Work instruction:
For each record that follows, give it back exactly, with no pictures included.

··· Given data ···

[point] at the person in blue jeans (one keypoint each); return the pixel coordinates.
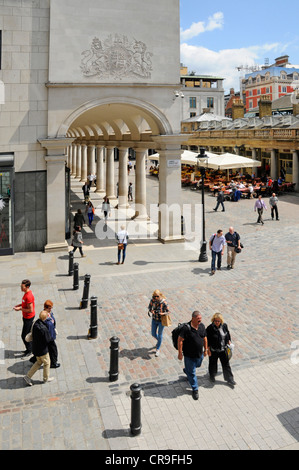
(193, 345)
(157, 307)
(217, 243)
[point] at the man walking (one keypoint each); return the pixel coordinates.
(260, 206)
(233, 241)
(41, 338)
(217, 243)
(192, 341)
(28, 312)
(220, 200)
(273, 204)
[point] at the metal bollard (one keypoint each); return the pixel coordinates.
(71, 263)
(135, 425)
(93, 330)
(84, 301)
(76, 277)
(113, 372)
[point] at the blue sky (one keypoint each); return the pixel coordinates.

···

Exercise response:
[point] at the person in blue jeans (one keypoint each); return the pixel coordinates.
(193, 345)
(157, 307)
(217, 243)
[point] at the man walking (one keypoint each); return the pixel coordinates.
(260, 206)
(233, 241)
(41, 338)
(217, 243)
(192, 341)
(28, 312)
(220, 200)
(273, 204)
[point] at the metal bollard (one keypoint each); return the pixel coordinates.
(71, 263)
(135, 425)
(93, 330)
(84, 301)
(76, 277)
(113, 372)
[point] at the blue sky (one keypoint each); return the pixel coordinates.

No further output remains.